— start PASSAGE PROVIDED —
Mars has been a bright feature of our evening sky for a few months but each week it's getting lower, fainter and more difficult to spot.

Earth orbits the Sun faster than Mars does and we're leaving it behind. From our point of view Mars is getting closer to the Sun each evening, and will continue to do so until it disappears behind the Sun in June. In December it will emerge as a morning object but won't be a convenient evening object again until 2021.

As you watch Mars fade from view, spare a thought for the robotic rover "Opportunity" that began exploring there in 2004. Last year Opportunity found trouble in a dust storm that obscured its solar panels. Sadly there was no recovery and the last transmission from Opportunity was, to paraphrase its techno-language, "My battery is low and it's getting dark". After fifteen years of successful research, NASA declared the valiant robot's mission complete.

We have another Mars-related farewell to make. In 2012 the Mars One project announced its plan to send volunteers to live the rest of their lives on Mars. The idea was loved by the media and the general public, but within the spaceflight industry it received a more sceptical reception. I was unusually harsh with my criticism and today I can't resist the chance to put the boot in one more time.
— end PASSAGE PROVIDED —
— start SUPPLIED RECORDS —
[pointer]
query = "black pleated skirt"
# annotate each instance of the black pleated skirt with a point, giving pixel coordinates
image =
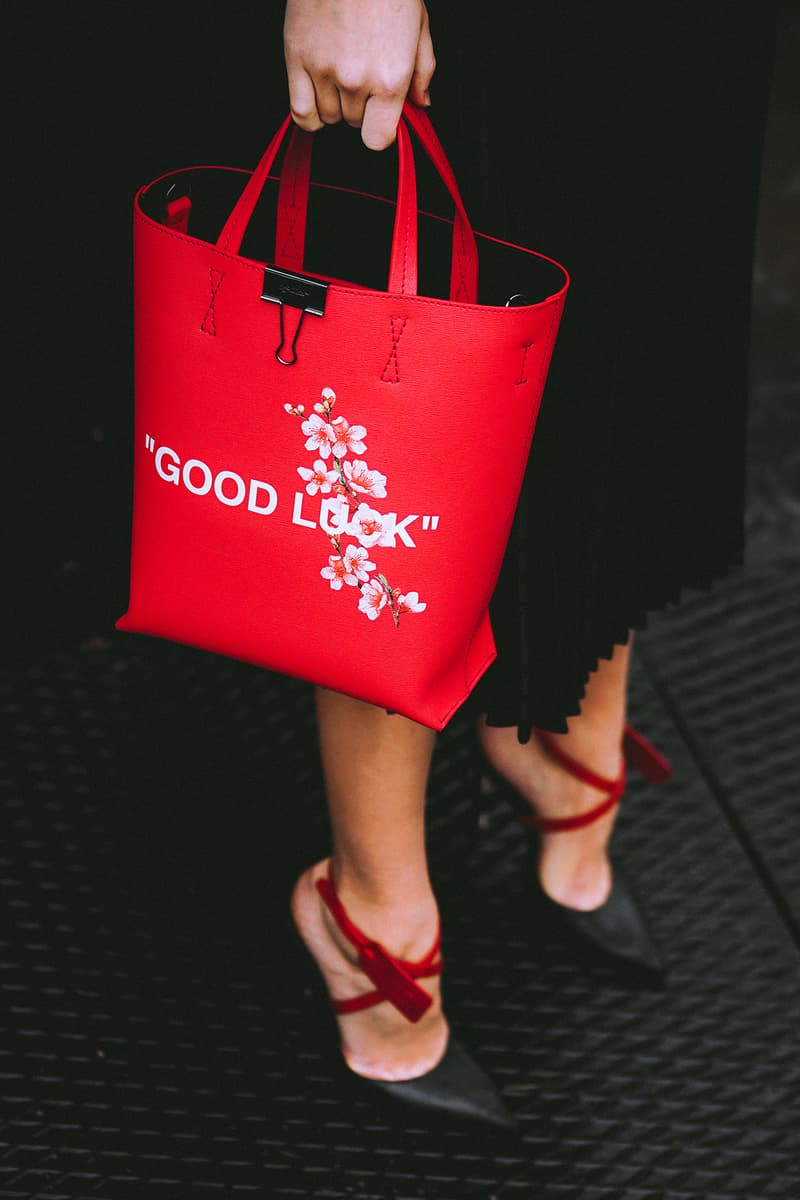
(623, 139)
— end SUPPLIED RECORDS —
WHAT IS BEING ASKED: Write the next part of the Mars article, starting right after its final sentence.

RESULT:
Mars One was never going to fly. Their rocket-building plan had less substance than aerogel. Their fund-raising plan was astonishingly naive. Their astronaut recruitment process was terrifyingly inept. Their whole strategy was masterminded by well-meaning but slow-witted muppets.

I do acknowledge the honest efforts of founder Bas Lansdorp and his team in earlier years, but as desperation set in, they went from being comically incompetent to seriously fraudulent. It's been obvious for years that the whole fatuous endeavour was doomed. The only question was how long it would take the company to go broke.

We can now answer that question: It took until February 2019. The commercial arm of the organisation has been declared bankrupt. Goodbye Mars One, and thanks for all the nothing.

 

Mars in the western sky

Below: This column as it appeared in the Wāipa Post (click for full-sized version)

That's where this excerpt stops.